▶ _Task instructions_: Write out the part of the text that begins with "Although machine learning" and ends with "were retrospectively reviewed.", replacing "machine learning" with "deep learning" throughout.

▶ _Text_:
═══
Although machine learning applications for non-medical imaging are well-established, its use in radiologic imaging interpretation remains nascent. We trained a support vector machine using advanced MR imaging to differentiate glioblastoma and brain metastasis with 72.6% balanced accuracy. The ability for machine learning to aid radiologists in differentiating pathologies with similar appearance on conventional imaging appears promising.
Preoperative MR imaging including fluid attenuated inversion recovery (FLAIR), diffusion-weighted images (DWI), dynamic contrast enhanced (DCE), dynamic susceptibility contrast (DSC) perfusion and post-contrast T1 (T1C+) in patients with solitary enhancing lesions were retrospectively reviewed.
MR perfusion studies were first processed using commercially available FDA-approved software (Olea Sphere, Olea Medical SAS, La Ciotat, France). The arterial input function was selected automatically and multiparametric perfusion maps were calculated using an extended toft model5 for DCE and Bayesian probabilistic method for DSC6.
The relative cerebral blood volume (rCBV) and relative cerebral blood flow (rCBF) from DSC, volume transfer constant from plasma to extravascular extracellular space (EES) (Ktrans), rate constant between EES to plasma (Kep), plasma volume per unit tissue volume (Vp) and EES-volume per unit tissue volume (Ve) from DCE in addition to apparent diffusion coefficient (ADC) maps from DWI were calculated and exported from the software for subsequent analysis.
Conventional (T1C+, FLAIR) and above processed maps were then analyzed using the fMRI Software Library (Analysis Group, Oxford, UK) Version 5.0.7 Preprocessing steps included brain extraction, histogram normalization and coregistration. Adequacy of sequence coregistration was ensured using visual inspection for all cases. Two separate volumes of interest (VOIs) were drawn manually on enhancing tumor and non-enhancing T2 hyperintense (NET2) region using coregistered T1C+ and FLAIR images respectively.
═══
▶ _Dataset content_:
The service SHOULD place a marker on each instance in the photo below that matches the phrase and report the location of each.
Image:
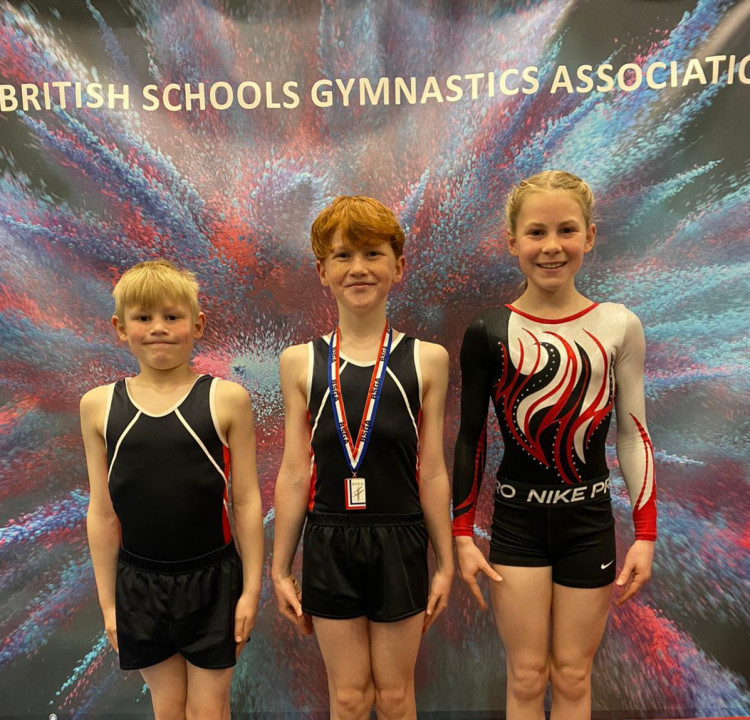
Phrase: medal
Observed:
(354, 486)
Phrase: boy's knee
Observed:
(393, 701)
(209, 707)
(528, 682)
(570, 681)
(353, 703)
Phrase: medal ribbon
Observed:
(355, 452)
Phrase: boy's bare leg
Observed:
(345, 646)
(393, 648)
(167, 682)
(208, 693)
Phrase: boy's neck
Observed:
(360, 335)
(550, 305)
(165, 379)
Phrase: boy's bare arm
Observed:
(236, 414)
(434, 487)
(102, 525)
(292, 485)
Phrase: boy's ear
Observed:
(119, 327)
(320, 268)
(199, 326)
(400, 267)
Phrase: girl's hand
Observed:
(437, 602)
(470, 562)
(636, 571)
(289, 599)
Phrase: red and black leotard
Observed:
(553, 384)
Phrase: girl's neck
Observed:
(360, 335)
(550, 305)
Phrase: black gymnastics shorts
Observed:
(186, 607)
(356, 565)
(570, 528)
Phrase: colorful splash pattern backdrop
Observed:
(85, 193)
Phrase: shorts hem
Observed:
(583, 584)
(404, 616)
(142, 665)
(522, 562)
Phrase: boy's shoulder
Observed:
(95, 397)
(230, 393)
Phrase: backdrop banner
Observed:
(211, 132)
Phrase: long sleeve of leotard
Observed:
(634, 450)
(471, 445)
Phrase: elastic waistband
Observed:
(364, 519)
(552, 495)
(178, 566)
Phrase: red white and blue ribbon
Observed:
(355, 451)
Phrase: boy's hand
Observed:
(470, 562)
(110, 626)
(437, 602)
(245, 615)
(289, 599)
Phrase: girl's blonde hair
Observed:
(155, 282)
(544, 182)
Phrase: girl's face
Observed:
(550, 239)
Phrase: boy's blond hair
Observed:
(153, 283)
(362, 221)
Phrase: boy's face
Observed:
(360, 276)
(160, 337)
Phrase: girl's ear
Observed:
(590, 235)
(512, 245)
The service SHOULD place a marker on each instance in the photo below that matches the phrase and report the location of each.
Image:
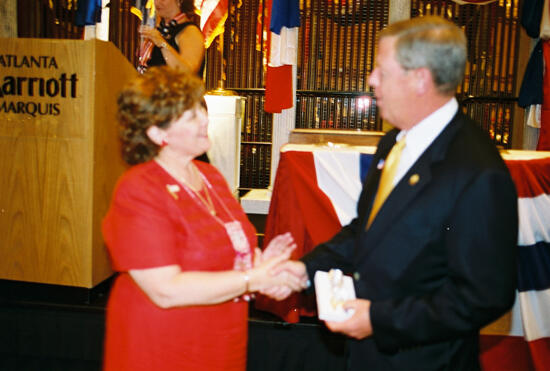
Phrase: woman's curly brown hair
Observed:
(156, 98)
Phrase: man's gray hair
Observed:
(434, 43)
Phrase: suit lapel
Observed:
(415, 180)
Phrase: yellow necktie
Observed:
(386, 179)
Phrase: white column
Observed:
(8, 18)
(283, 124)
(100, 30)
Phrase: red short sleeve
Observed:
(136, 229)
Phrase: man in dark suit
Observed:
(437, 260)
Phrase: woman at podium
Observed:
(176, 42)
(182, 245)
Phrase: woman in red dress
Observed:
(180, 241)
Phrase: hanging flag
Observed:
(284, 20)
(475, 2)
(213, 15)
(88, 13)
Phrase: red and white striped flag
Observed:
(282, 45)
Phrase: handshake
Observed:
(274, 274)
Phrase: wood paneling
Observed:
(59, 158)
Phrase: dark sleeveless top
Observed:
(169, 32)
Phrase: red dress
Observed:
(151, 225)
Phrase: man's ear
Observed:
(423, 80)
(156, 134)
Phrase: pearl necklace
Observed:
(206, 201)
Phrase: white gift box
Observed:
(332, 289)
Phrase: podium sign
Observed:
(59, 157)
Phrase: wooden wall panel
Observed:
(49, 114)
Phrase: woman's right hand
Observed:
(152, 34)
(280, 285)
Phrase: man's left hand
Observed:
(359, 325)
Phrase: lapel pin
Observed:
(173, 189)
(415, 178)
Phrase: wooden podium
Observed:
(59, 157)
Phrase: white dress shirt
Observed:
(422, 135)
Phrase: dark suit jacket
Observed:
(439, 260)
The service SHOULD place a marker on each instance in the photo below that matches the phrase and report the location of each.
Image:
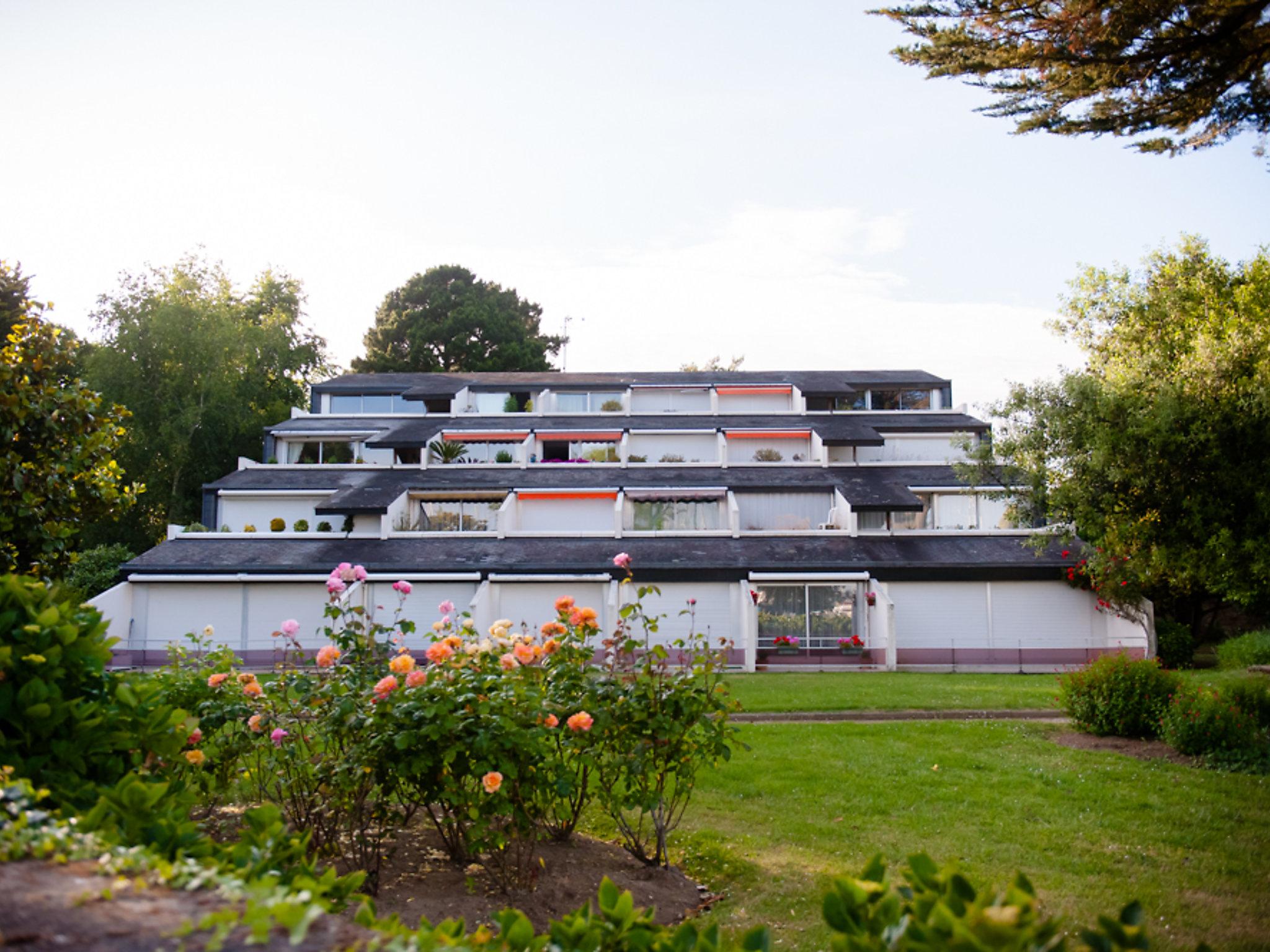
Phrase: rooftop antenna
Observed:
═══
▶ _Exercise solution_:
Although deep learning applications for non-medical imaging are well-established, its use in radiologic imaging interpretation remains nascent. We trained a support vector machine using advanced MR imaging to differentiate glioblastoma and brain metastasis with 72.6% balanced accuracy. The ability for deep learning to aid radiologists in differentiating pathologies with similar appearance on conventional imaging appears promising.
Preoperative MR imaging including fluid attenuated inversion recovery (FLAIR), diffusion-weighted images (DWI), dynamic contrast enhanced (DCE), dynamic susceptibility contrast (DSC) perfusion and post-contrast T1 (T1C+) in patients with solitary enhancing lesions were retrospectively reviewed.